Transcribe all of the records word for word, but omit the pictures.

(Source data)
══════

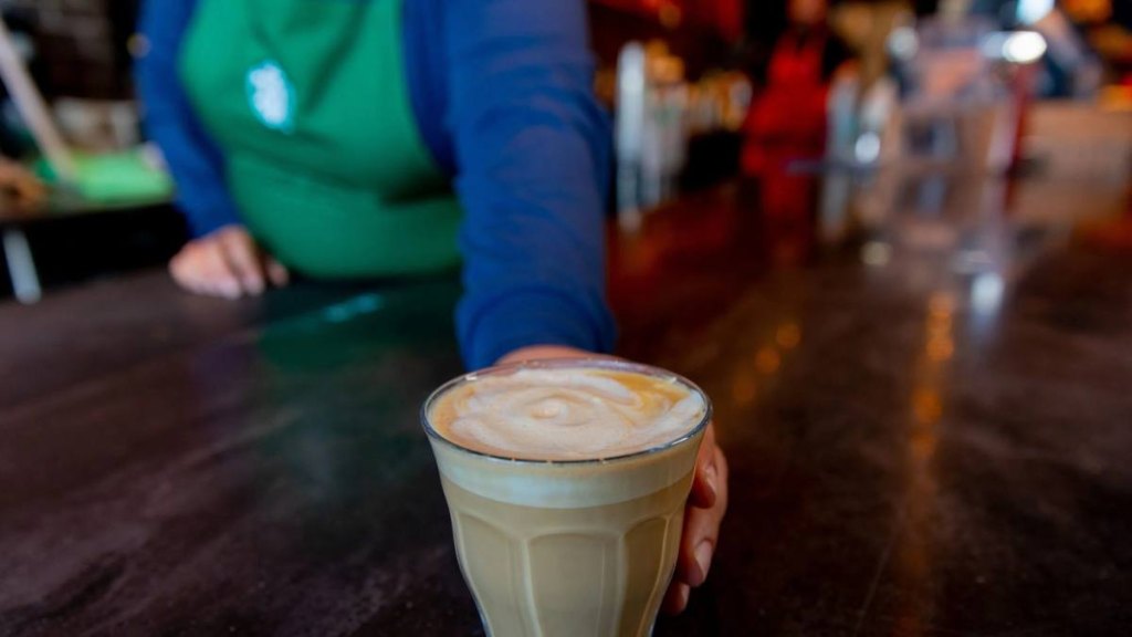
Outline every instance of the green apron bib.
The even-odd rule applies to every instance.
[[[200,0],[180,76],[251,233],[315,277],[458,262],[460,206],[420,138],[402,0]]]

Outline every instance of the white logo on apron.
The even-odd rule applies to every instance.
[[[261,62],[248,71],[248,102],[259,121],[267,128],[291,128],[294,88],[283,69],[274,61]]]

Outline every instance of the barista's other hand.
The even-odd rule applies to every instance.
[[[715,444],[715,425],[707,424],[704,440],[696,458],[696,475],[692,481],[692,494],[684,509],[684,535],[680,554],[676,559],[676,574],[668,585],[662,610],[677,614],[688,605],[692,589],[707,579],[715,544],[719,542],[719,526],[727,513],[727,458]]]
[[[286,267],[265,253],[242,226],[224,226],[194,239],[169,262],[182,288],[208,296],[256,296],[267,283],[285,286]]]
[[[499,364],[520,363],[543,358],[593,358],[590,351],[563,346],[532,346],[516,349],[499,359]],[[684,535],[676,561],[676,574],[664,595],[662,610],[670,614],[684,611],[692,589],[707,578],[719,526],[727,512],[727,458],[715,444],[715,425],[709,424],[700,444],[692,494],[684,509]]]

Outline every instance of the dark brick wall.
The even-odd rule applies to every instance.
[[[33,36],[35,75],[49,96],[131,94],[126,42],[137,0],[0,0],[15,29]]]

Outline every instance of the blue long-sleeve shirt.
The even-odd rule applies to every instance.
[[[362,0],[391,1],[391,0]],[[465,363],[530,345],[607,351],[602,210],[609,124],[591,92],[581,0],[404,0],[405,77],[421,137],[464,210]],[[239,223],[224,158],[177,59],[196,0],[147,0],[137,63],[149,137],[197,236]]]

══════

Output:
Outline every instance of the green apron bib.
The even-odd rule applies to every instance.
[[[200,0],[180,76],[251,233],[315,277],[458,262],[460,206],[420,138],[402,0]]]

Outline every instance of the white logo on apron.
The even-odd rule applies to every instance.
[[[261,62],[248,71],[248,102],[259,121],[267,128],[291,128],[294,88],[283,69],[274,61]]]

Outline every instance of the barista's other hand.
The even-odd rule applies to every instance.
[[[715,444],[715,425],[707,424],[704,440],[696,458],[696,475],[692,481],[692,494],[684,509],[684,535],[680,554],[676,559],[676,574],[668,585],[662,610],[677,614],[688,605],[692,589],[707,579],[715,544],[719,542],[719,526],[727,513],[727,458]]]
[[[286,267],[265,253],[242,226],[224,226],[194,239],[169,262],[182,288],[208,296],[256,296],[267,283],[285,286]]]
[[[499,364],[520,363],[543,358],[593,358],[590,351],[563,346],[532,346],[516,349],[499,359]],[[684,535],[676,561],[676,574],[664,595],[662,610],[670,614],[684,611],[692,589],[707,578],[719,526],[727,512],[727,458],[715,444],[715,425],[709,424],[700,444],[692,494],[684,509]]]

Outline every instance of the dark brick wall.
The even-odd rule applies to every instance.
[[[33,36],[35,75],[49,96],[131,94],[126,42],[137,0],[0,0],[15,29]]]

Outline every instance of the blue long-sleeve shirt.
The even-odd rule applies to every instance.
[[[362,0],[391,1],[391,0]],[[465,363],[530,345],[607,351],[602,210],[609,124],[591,92],[581,0],[404,0],[405,77],[421,137],[464,210]],[[239,223],[224,158],[177,59],[196,0],[147,0],[137,63],[149,137],[197,236]]]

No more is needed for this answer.